-- Dataset content follows --

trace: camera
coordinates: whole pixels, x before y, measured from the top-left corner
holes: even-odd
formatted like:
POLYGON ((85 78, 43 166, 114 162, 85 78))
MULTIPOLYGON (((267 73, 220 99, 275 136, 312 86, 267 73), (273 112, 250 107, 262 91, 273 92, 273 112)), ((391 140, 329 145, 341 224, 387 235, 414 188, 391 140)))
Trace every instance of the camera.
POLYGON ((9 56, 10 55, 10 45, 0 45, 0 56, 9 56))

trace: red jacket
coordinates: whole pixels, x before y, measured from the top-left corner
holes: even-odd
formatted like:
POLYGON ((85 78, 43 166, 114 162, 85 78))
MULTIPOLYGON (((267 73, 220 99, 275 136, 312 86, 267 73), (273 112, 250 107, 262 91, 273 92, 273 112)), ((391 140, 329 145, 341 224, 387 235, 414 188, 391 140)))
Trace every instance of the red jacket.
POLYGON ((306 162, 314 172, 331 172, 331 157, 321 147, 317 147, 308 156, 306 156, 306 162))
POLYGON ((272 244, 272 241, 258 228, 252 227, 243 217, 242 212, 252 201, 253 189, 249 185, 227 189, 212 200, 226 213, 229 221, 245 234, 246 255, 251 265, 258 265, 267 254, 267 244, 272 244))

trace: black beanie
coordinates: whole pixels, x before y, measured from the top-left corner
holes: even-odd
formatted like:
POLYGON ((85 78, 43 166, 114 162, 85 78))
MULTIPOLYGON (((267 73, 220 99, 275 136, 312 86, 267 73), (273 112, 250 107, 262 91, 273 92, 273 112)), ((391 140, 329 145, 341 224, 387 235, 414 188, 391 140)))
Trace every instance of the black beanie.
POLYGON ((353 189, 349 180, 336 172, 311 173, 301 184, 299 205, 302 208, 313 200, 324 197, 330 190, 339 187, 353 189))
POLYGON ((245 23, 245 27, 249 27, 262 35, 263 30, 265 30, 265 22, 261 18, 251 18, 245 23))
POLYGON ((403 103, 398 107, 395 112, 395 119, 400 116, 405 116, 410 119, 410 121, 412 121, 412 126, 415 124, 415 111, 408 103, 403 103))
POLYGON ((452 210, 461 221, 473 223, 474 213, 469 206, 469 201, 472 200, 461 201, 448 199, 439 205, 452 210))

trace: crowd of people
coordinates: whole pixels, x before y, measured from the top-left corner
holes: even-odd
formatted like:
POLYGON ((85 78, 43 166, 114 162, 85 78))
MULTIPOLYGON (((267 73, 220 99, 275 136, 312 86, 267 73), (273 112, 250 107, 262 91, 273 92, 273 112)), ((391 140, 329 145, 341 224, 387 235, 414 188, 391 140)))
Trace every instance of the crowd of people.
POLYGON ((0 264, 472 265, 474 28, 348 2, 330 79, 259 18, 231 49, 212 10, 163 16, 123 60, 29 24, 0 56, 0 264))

-- Dataset content concluded --

# Assigned task:
Word for word, write out all the lines shown above.

# Task response:
trace: camera
coordinates: whole pixels, x before y, measured from the top-left corner
holes: even-odd
formatted like:
POLYGON ((85 78, 43 166, 114 162, 85 78))
MULTIPOLYGON (((267 73, 220 99, 275 136, 312 86, 267 73), (273 112, 250 107, 262 91, 273 92, 273 112)), ((391 140, 329 145, 341 224, 387 235, 414 188, 391 140)))
Trace every instance of the camera.
POLYGON ((9 56, 10 55, 10 45, 0 45, 0 56, 9 56))

trace: red jacket
coordinates: whole pixels, x before y, measured from the top-left corner
holes: even-odd
formatted like:
POLYGON ((85 78, 43 166, 114 162, 85 78))
MULTIPOLYGON (((267 73, 220 99, 275 136, 312 86, 267 73), (273 112, 250 107, 262 91, 273 92, 273 112)), ((391 140, 329 145, 341 224, 387 235, 414 188, 391 140)))
Trace every instance of the red jacket.
POLYGON ((306 162, 314 172, 331 172, 331 157, 321 147, 317 147, 308 156, 306 156, 306 162))
POLYGON ((272 244, 272 241, 258 228, 252 227, 243 217, 242 212, 252 201, 253 189, 249 185, 227 189, 212 200, 226 213, 229 221, 245 234, 246 255, 251 265, 258 265, 267 254, 267 244, 272 244))

trace: black beanie
coordinates: whole pixels, x before y, measured from the top-left corner
holes: even-odd
formatted like:
POLYGON ((85 78, 43 166, 114 162, 85 78))
MULTIPOLYGON (((267 73, 220 99, 275 136, 312 86, 267 73), (273 112, 250 107, 262 91, 273 92, 273 112)), ((391 140, 329 145, 341 224, 387 235, 414 188, 391 140)))
Trace every instance of the black beanie.
POLYGON ((353 189, 349 180, 336 172, 311 173, 301 184, 299 205, 302 208, 313 200, 324 197, 330 190, 339 187, 353 189))
POLYGON ((245 23, 245 27, 249 27, 262 35, 263 30, 265 30, 265 22, 261 18, 251 18, 245 23))
POLYGON ((403 103, 398 107, 395 112, 395 119, 400 116, 405 116, 410 119, 410 121, 412 121, 412 126, 415 124, 415 111, 408 103, 403 103))
POLYGON ((452 210, 461 221, 473 223, 474 213, 469 206, 469 201, 472 200, 461 201, 448 199, 439 205, 452 210))

trace: crowd of people
coordinates: whole pixels, x before y, measured from the top-left corner
holes: even-odd
formatted like:
POLYGON ((85 78, 43 166, 114 162, 85 78))
MULTIPOLYGON (((267 73, 220 99, 275 136, 312 86, 267 73), (273 112, 250 107, 262 91, 273 92, 273 112)), ((391 140, 329 145, 341 224, 387 235, 414 188, 391 140)))
Trace every instance of the crowd of people.
POLYGON ((0 264, 472 265, 474 28, 348 2, 330 79, 259 18, 231 49, 212 10, 163 16, 123 60, 29 24, 0 56, 0 264))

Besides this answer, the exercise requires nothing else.